Task to carry out
From the first line of the data below through the line holding "negative clicks: (12, 220) (232, 47)", write out each line exactly as it stands.

[[ Records shown open ]]

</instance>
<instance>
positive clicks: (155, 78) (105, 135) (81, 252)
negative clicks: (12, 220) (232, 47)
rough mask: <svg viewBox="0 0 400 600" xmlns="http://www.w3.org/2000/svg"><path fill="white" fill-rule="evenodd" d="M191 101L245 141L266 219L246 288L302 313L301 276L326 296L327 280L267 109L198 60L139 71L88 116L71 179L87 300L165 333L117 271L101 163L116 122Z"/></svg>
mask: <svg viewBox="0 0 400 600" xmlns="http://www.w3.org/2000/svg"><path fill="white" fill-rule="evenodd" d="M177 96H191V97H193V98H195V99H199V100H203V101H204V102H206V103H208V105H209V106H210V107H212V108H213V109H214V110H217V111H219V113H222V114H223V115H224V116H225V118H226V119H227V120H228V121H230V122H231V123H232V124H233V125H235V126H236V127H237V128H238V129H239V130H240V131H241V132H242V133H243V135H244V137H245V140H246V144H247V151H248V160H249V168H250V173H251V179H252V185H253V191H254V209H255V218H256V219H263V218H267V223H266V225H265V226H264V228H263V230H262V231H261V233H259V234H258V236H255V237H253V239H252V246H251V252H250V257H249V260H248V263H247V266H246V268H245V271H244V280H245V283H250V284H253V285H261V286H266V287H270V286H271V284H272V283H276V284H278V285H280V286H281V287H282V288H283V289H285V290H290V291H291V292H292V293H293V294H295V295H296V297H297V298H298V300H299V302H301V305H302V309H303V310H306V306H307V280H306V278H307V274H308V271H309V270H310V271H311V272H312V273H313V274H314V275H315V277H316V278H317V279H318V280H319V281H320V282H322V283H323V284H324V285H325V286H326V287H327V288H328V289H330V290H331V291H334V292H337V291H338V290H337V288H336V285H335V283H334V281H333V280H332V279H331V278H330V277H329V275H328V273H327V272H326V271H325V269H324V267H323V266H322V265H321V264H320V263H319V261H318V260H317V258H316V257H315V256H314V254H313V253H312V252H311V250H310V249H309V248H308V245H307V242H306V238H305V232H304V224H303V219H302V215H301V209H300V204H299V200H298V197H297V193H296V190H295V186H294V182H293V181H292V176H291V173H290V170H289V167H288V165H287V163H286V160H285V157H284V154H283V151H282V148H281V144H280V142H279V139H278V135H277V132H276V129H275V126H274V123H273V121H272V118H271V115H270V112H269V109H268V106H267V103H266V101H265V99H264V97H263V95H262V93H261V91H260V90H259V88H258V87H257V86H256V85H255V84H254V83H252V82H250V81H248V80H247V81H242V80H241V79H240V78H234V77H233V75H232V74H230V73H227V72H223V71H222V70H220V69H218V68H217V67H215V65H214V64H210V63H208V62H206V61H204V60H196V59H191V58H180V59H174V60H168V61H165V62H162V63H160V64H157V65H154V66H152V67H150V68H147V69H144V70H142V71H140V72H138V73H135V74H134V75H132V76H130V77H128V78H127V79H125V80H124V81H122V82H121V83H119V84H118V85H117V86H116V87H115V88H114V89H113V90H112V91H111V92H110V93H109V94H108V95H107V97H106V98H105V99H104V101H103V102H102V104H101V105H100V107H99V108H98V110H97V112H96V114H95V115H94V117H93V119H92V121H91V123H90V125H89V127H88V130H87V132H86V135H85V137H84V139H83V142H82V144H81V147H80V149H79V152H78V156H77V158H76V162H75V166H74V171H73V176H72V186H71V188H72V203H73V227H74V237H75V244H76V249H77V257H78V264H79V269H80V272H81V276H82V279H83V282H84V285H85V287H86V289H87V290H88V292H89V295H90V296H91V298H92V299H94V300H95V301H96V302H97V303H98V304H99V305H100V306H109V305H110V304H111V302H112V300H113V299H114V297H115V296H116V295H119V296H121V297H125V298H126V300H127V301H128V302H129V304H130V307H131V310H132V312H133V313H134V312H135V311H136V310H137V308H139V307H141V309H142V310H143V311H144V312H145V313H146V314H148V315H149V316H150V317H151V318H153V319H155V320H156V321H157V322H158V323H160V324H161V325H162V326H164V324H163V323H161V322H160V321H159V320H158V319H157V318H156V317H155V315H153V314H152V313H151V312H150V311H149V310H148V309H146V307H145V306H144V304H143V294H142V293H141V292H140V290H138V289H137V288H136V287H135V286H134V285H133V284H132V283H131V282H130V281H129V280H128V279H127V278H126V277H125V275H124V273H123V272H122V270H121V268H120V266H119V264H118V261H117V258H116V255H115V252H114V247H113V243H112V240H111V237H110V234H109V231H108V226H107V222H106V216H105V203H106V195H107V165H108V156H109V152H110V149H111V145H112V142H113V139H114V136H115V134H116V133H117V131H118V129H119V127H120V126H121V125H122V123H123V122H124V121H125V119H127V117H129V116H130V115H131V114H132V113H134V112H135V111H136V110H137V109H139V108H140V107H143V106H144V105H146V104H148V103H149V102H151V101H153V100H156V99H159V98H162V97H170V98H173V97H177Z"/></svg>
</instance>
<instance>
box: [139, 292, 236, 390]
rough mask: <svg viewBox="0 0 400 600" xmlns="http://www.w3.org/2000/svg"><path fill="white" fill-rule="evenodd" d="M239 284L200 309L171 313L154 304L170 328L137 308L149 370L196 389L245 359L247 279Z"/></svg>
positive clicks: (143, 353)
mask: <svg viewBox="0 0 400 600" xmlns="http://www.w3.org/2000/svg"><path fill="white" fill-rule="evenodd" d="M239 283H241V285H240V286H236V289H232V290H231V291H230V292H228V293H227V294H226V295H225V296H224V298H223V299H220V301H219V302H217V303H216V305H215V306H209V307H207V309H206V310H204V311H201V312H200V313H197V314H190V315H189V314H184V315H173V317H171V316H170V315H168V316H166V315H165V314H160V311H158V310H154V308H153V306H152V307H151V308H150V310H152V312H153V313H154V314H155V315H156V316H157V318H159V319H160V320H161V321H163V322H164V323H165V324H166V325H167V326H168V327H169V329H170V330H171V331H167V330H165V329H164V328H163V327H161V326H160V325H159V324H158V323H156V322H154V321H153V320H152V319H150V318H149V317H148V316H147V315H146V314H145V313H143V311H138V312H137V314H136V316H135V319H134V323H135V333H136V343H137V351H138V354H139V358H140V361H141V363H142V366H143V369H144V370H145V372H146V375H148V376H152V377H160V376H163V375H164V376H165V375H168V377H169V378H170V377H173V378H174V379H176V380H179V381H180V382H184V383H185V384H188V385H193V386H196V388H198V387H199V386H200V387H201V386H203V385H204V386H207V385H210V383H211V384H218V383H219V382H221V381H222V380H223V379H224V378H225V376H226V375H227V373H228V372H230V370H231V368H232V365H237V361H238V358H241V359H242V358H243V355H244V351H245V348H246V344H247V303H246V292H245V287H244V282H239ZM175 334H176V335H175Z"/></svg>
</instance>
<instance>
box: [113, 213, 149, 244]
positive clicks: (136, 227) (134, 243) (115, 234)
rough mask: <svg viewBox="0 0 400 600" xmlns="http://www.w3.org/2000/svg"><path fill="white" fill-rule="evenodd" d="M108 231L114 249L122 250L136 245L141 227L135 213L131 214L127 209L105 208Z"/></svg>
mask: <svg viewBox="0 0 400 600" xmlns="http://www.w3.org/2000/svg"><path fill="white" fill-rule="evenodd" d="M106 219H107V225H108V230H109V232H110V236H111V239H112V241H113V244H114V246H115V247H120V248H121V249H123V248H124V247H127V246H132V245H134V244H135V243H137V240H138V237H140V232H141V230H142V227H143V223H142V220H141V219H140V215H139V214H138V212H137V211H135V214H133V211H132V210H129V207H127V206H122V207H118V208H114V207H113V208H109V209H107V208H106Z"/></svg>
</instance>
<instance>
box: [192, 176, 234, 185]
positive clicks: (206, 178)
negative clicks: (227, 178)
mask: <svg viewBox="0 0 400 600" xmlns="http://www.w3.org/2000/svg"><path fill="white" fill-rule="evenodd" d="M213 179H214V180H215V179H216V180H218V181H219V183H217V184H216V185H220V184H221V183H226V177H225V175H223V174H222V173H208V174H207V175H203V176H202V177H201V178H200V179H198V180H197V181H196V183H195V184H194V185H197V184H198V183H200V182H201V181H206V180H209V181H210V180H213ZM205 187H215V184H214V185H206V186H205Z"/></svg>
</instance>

[[ Records shown closed ]]

Problem solution
</instance>
<instance>
positive clicks: (155, 78) (105, 135) (81, 252)
negative clicks: (12, 220) (232, 47)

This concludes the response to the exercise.